WORK INSTRUCTIONS: Quote everything from the line containing "Flashcard — Front: Point out the concrete" down to the end of the records.

DATA SECTION:

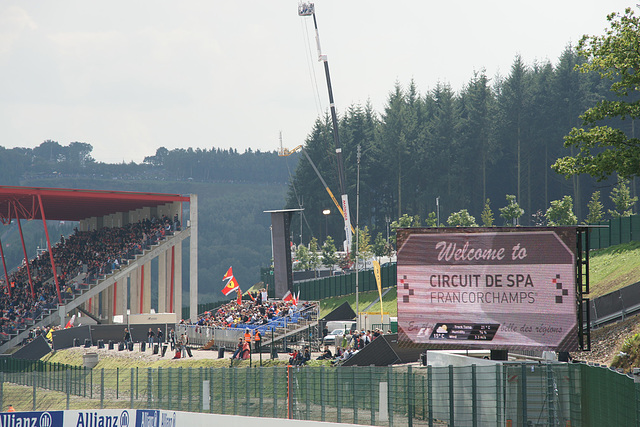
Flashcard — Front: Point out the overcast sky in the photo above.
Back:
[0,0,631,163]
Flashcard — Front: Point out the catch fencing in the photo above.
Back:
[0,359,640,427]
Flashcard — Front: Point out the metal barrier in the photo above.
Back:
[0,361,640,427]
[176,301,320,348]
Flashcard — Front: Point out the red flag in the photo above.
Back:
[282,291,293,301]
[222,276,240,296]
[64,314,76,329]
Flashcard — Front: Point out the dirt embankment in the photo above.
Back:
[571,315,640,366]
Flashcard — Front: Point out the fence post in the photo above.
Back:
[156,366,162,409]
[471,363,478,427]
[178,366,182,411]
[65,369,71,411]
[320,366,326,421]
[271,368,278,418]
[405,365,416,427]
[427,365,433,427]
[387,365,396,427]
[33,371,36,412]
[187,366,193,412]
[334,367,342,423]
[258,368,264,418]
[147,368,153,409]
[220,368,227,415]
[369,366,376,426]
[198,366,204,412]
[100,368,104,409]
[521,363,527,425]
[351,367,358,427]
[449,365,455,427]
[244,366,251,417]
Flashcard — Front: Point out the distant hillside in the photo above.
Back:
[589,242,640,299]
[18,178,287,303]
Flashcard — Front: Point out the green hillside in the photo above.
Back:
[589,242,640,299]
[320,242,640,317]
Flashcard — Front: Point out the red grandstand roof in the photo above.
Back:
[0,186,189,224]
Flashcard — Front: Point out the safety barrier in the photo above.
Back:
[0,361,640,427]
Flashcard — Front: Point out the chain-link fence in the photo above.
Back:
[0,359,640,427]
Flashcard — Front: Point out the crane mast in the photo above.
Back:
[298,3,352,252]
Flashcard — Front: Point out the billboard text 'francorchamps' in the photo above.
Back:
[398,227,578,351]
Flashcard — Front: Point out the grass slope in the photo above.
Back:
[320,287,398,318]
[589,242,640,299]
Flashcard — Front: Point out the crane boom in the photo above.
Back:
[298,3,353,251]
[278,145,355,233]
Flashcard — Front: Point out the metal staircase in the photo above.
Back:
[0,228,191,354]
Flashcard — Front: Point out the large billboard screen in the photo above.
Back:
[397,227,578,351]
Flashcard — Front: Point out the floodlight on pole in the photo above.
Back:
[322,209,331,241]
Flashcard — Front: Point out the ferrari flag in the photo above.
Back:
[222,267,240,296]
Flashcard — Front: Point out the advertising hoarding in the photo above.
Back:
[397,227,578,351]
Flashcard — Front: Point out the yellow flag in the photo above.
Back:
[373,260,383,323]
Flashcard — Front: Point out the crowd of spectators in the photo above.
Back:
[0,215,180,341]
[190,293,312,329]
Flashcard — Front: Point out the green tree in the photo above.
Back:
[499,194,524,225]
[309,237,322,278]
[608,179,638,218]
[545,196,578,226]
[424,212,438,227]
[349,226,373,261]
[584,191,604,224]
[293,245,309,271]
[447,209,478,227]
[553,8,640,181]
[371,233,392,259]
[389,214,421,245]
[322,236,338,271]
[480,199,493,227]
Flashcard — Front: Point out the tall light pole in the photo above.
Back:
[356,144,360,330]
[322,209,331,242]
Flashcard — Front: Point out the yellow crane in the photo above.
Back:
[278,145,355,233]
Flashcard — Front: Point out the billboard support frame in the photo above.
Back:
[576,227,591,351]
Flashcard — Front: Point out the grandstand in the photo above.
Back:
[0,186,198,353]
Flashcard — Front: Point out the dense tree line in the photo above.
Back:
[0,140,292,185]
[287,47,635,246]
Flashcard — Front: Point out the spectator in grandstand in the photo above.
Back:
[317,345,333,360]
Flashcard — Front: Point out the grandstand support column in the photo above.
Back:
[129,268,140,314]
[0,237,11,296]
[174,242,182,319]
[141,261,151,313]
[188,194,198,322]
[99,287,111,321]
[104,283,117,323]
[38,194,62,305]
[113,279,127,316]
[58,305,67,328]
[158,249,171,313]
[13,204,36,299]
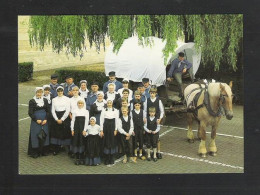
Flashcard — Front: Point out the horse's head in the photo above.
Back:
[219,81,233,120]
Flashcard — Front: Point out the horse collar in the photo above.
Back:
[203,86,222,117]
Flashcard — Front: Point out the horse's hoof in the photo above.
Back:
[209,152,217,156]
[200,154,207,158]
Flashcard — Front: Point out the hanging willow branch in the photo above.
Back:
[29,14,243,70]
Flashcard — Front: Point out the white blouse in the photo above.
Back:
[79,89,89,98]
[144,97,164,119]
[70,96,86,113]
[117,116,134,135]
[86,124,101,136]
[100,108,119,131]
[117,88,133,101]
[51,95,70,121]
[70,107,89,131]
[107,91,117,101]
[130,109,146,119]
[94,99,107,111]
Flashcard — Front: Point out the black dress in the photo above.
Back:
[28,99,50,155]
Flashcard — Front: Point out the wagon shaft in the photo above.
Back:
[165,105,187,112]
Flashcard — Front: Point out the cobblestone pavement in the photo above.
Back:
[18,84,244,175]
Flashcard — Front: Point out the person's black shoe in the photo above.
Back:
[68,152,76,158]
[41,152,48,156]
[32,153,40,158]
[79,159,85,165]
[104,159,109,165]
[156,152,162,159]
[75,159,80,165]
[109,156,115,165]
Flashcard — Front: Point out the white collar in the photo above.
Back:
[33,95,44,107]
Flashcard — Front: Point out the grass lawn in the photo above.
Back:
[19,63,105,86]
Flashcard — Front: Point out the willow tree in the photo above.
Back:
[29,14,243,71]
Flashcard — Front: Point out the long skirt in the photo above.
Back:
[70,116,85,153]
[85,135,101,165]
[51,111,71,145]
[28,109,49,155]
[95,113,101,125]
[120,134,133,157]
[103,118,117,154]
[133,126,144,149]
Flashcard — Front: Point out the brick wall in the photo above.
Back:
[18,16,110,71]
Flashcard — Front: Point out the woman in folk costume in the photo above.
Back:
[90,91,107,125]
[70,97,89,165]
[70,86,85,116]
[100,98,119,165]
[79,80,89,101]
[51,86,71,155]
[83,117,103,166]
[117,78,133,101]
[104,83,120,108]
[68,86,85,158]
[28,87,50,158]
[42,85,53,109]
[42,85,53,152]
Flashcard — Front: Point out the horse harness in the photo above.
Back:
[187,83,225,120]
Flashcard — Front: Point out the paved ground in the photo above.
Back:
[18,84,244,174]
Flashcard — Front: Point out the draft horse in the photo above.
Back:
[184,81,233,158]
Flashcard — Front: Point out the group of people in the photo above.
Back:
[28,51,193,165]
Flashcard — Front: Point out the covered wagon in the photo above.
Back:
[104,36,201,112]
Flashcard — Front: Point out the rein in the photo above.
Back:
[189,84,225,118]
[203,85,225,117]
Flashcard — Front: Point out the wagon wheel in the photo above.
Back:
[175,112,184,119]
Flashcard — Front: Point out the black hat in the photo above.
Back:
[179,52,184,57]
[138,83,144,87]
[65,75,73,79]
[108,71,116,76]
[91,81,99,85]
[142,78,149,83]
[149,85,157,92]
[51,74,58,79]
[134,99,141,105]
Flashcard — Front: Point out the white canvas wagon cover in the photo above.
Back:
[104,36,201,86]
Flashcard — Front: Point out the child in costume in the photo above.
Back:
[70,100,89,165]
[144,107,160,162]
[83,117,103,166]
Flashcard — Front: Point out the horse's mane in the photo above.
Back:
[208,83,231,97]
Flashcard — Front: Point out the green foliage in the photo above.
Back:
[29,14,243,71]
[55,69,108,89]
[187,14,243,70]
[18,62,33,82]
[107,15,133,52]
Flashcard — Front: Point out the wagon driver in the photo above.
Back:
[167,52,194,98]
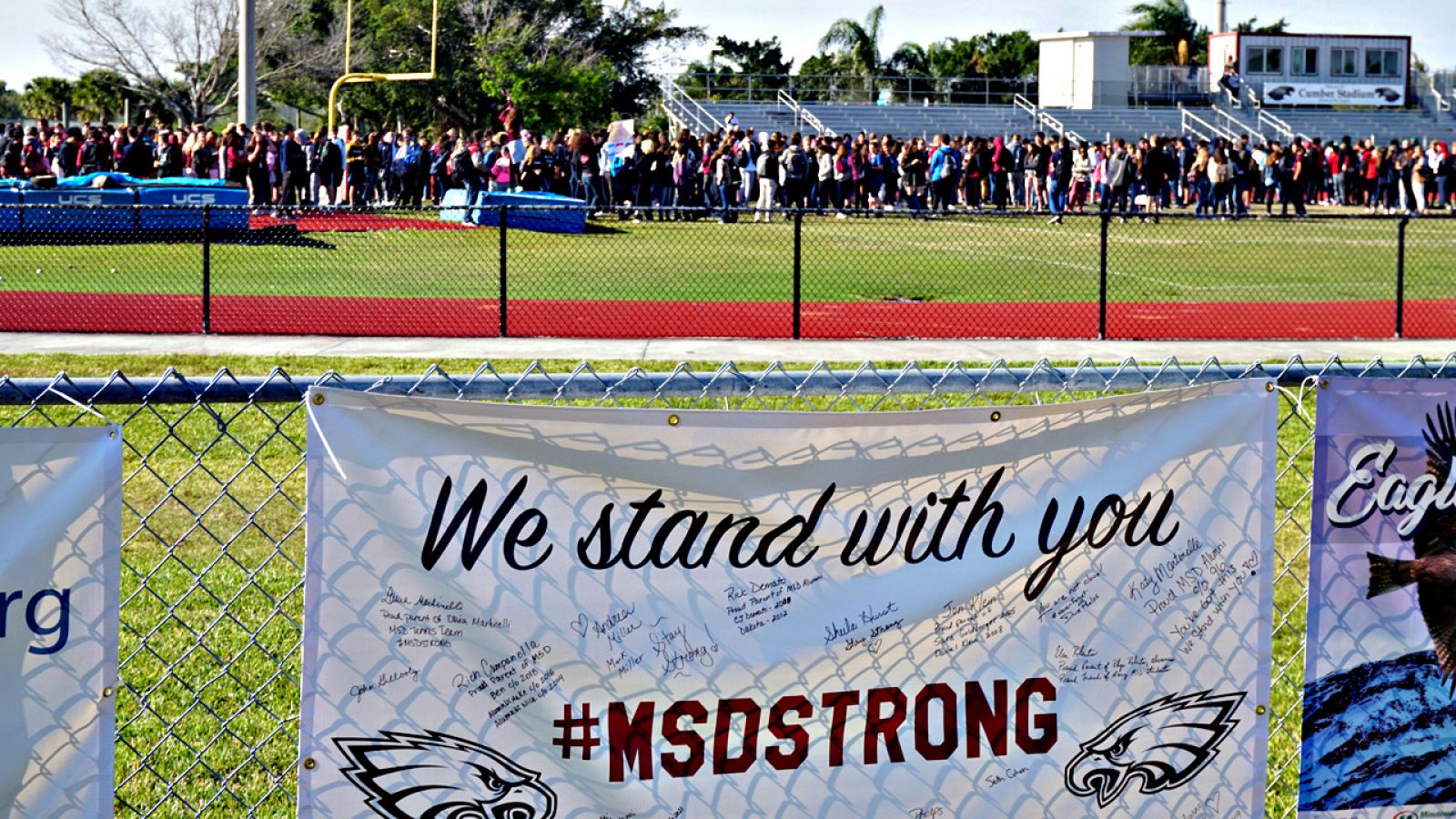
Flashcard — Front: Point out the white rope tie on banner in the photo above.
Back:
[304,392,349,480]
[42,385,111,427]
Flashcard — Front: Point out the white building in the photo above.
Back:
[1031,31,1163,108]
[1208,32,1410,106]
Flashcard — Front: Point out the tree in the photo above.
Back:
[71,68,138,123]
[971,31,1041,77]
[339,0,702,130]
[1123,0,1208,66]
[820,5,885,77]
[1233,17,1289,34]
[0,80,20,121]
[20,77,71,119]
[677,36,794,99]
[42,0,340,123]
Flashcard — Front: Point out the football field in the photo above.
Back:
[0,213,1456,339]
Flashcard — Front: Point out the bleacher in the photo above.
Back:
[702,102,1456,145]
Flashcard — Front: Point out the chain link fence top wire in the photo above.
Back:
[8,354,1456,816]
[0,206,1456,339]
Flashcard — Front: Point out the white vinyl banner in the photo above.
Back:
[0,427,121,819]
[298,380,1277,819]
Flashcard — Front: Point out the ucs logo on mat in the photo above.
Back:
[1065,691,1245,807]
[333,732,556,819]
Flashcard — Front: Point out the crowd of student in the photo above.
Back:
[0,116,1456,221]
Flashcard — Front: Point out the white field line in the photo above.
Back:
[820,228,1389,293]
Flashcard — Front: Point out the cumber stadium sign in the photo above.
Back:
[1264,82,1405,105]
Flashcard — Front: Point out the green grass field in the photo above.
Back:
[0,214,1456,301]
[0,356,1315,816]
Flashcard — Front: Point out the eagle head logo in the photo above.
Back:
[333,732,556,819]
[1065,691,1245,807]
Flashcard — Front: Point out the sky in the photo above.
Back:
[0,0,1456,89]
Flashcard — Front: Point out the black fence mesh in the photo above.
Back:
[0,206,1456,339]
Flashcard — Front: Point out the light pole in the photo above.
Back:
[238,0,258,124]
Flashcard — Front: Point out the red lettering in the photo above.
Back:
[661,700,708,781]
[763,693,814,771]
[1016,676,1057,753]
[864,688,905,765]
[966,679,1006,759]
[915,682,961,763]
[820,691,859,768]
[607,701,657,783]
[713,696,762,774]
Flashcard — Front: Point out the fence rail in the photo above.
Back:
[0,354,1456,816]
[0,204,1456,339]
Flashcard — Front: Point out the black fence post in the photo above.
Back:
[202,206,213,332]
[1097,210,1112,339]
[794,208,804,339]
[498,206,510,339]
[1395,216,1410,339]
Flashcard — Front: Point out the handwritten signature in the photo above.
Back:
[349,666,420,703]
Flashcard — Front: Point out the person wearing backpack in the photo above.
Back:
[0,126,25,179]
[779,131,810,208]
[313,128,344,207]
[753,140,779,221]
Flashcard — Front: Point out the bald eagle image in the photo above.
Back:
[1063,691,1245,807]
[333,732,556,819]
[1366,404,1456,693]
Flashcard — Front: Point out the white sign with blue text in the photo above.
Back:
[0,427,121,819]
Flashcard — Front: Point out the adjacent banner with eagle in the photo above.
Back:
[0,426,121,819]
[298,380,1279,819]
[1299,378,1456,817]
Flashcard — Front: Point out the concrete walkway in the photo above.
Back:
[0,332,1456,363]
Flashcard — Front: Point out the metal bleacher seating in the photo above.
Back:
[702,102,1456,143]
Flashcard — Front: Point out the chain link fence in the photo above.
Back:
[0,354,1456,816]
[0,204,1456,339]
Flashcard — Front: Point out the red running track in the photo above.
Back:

THE OUTPUT:
Flashcard — Front: Point out the concrete walkway in the photo above.
Back:
[0,332,1456,363]
Flashcard — Front: Point out the metal bleacher seating in the photo above.
Back:
[702,102,1456,143]
Flashcard — Front: Point out the chain link fence in the photo above.
Back:
[0,354,1456,816]
[0,204,1456,339]
Flashcard — Front: Point out the red running track in the photo above.
Back:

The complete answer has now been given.